- Text shown

———

Flexible pavement is a composite material that consists of a mixture of aggregate, sand, bitumen, and filler material which provides a road surface with sufficient skid resistance and function to disseminate vehicle load to the subgrade and at the same time has a long life expectancy without the need for frequent maintenance. Pavement is designed with regard to major aspects, namely, the thickness, strength, resistance to surface water, and texture of the surface, to ensure that it can work properly. The objectives of pavement design generally involve the selection of building materials and ensuring that the thickness of each layer is correct to ensure that the flexible pavement layer is able to protect the subgrade from the impact of the traffic load .
However, the quality of flexible pavement decreases over time and depends on the quality of the materials used, the environmental conditions, and the traffic load exerted. Increased traffic load on old road infrastructure will result in a decrease in the thickness of the flexible pavement, shortening its lifespan . Therefore, the exact thickness of each layer should also be emphasized in order to avoid damage occurring to the pavement as a result of the traffic load and the environment. The main aspects that need to be considered in road pavement management systems are an assessment of the current stiffness and the predicted pavement strength in the future . The strength of flexible pavement can be determined by the elastic modulus parameter; this parameter is significant in predicting and evaluating the performance of flexible pavement when static and repetitive traffic loads are applied .
In general, falling weight deflectometer (FWD) is widely used equipment or tool to identify stiffness of the pavement system. The FWD is an experimental method of nondestructive test (NDT) which imposes an impulse load on the pavement surface through a circular steel plate where the stiffness of pavement layers system was evaluated by measuring maximum dynamic displacements. The FWD data contains environmental data, layer thickness, material response functions, and traffic load information. This testing tool is widely used as it is easily performed with good and efficient results. Meanwhile, ground penetrating radar (GPR) is another tool that can be used for measuring pavement thickness. To capture the pavement layer systems, a survey vehicle was used to place an antenna that received short pulses of electromagnetic energy from the pavement. The series of pulse will form a radar waveform that contains a record of the properties and thickness of the pavement layers system. This tool is accurate and nondestructive technique for evaluation of pavement layers system.
Recently, Joh et al.  developed a new tool, known as a pavement integrity scanner (PiScanner), to evaluate the stiffness for pavement layers system and, at the same time, the thickness of the pavement can be identified. In this study, the enhanced resonance search (ERS) method was used to determine the thickness and stiffness of the asphalt surface layer by using PiScanner. The PiScanner based on the ERS method has been tested earlier on rigid pavement structures; however, the applicability of this equipment for flexible pavement has yet to be investigated. Therefore, this study is conducted to identify the effectiveness of the PiScanner on flexible pavement in determining the thickness of the existing pavement system. The stiffness of the flexible pavement also will be determined, based on the theory of elasticity. However, the evaluation of flexible pavement structure will concentrate only on the asphalt surface layer, which is a combination of the wearing and binder courses.

———

- Data shown
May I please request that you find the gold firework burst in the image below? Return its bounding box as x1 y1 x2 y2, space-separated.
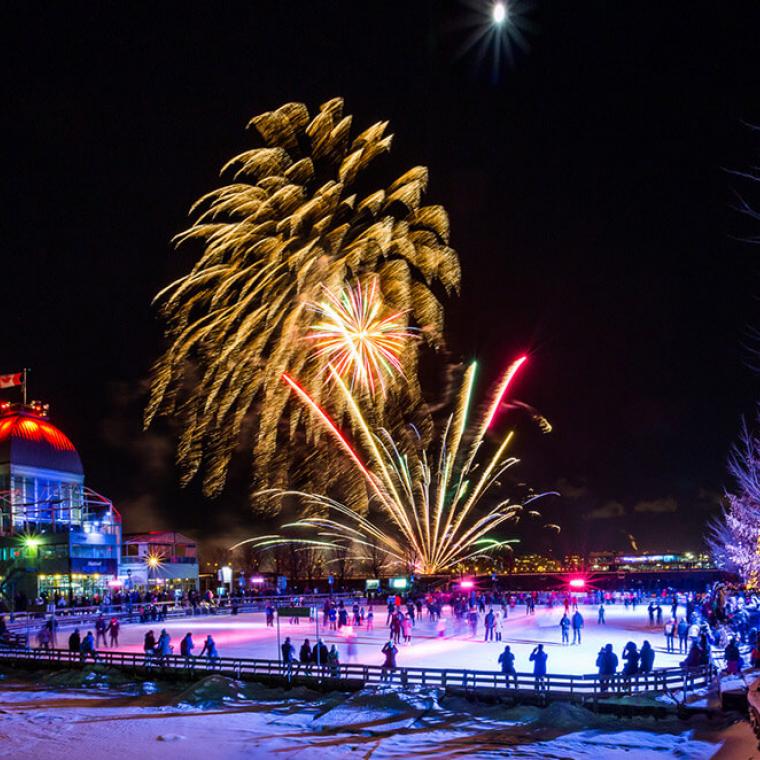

———

- Problem requirements
Pick up the flexible pavement text after its last sentence and carry it on. The material has no connection to the text about flexible pavement.

- Answer to the task
2. Enhanced Resonance Search (ERS) Method
The thickness of the asphalt layer was determined using the ERS method. This method is a combination of the SASW and resonance method, whereby SASW determines the shear wave velocity profile and the thickness of the asphalt is determined using a resonance search [5, 6]. Due to the inadequacy of measuring the pavement layer thickness by SASW, a resonance search of the pavement layer is used to ensure that the thickness of the pavement layer is determined accurately. SASW is used to evaluate the strength of the pavement system and concrete structure using surface wave velocity to determine the elastic properties of the material . This method is also able to determine the elastic modulus and thickness of a layered system by fully utilising the advantages of surface waves .
An automation algorithm was developed by Joh et al. , for which this new algorithm was used to ease vertical profiling of concrete modulus in rigid pavement because conventional computation requires 15 to 30 minutes to compute theoretical modelling of wave propagation. By using this algorithm, approximately 3 to 5 minutes was taken for the analysis time. Two processes, namely, phase velocity calculation and resonance search, were using this automation algorithm. In automated phase velocity calculation, the fundamental wave group is extracted from the surface wave that propagates. Wave group in a Gabor spectrum will be examined for the extraction. While automated resonance search used iterative comparison of field measurements and theoretical model results in order to find accurate thickness, a resonant frequency from the frequency response curve was defined by using a theoretical modelling.
The use of the frequency domain over the time domain and the wave number of the wave transform analysis has several advantages, including the ease with which the solution to the wave propagation equation in the available frequency domain and the frequency and wave number analysis are obtained. This is because the analysis in the time domain using numerical integration is more complicated . All information about wave propagation is obtained by the analysis of frequency and wave number . Through frequency and wave number analysis, Nolet and Panza  show that the production of a spectrum is very convincing. In addition, the use of the Fourier transform has been developed to analyse the spectrum by numerical methods that can calculate digitally, known as the fast Fourier transform (FFT). This technique is able to measure and analyse dynamics systems in the frequency domain.
Body wave measurement is the measurement of the resonance method based on the variety reflection in bounded media. This method is stable in determining the dominant frequency of multiple wave reflections. One resonance method is the impact echo (IE) method. IE involves exerting an impact on the structure surface over a short period of time to produce low-frequency waves. The generated wave will propagate into the structure and then be reflected if there is a defect inside the structure or external borders .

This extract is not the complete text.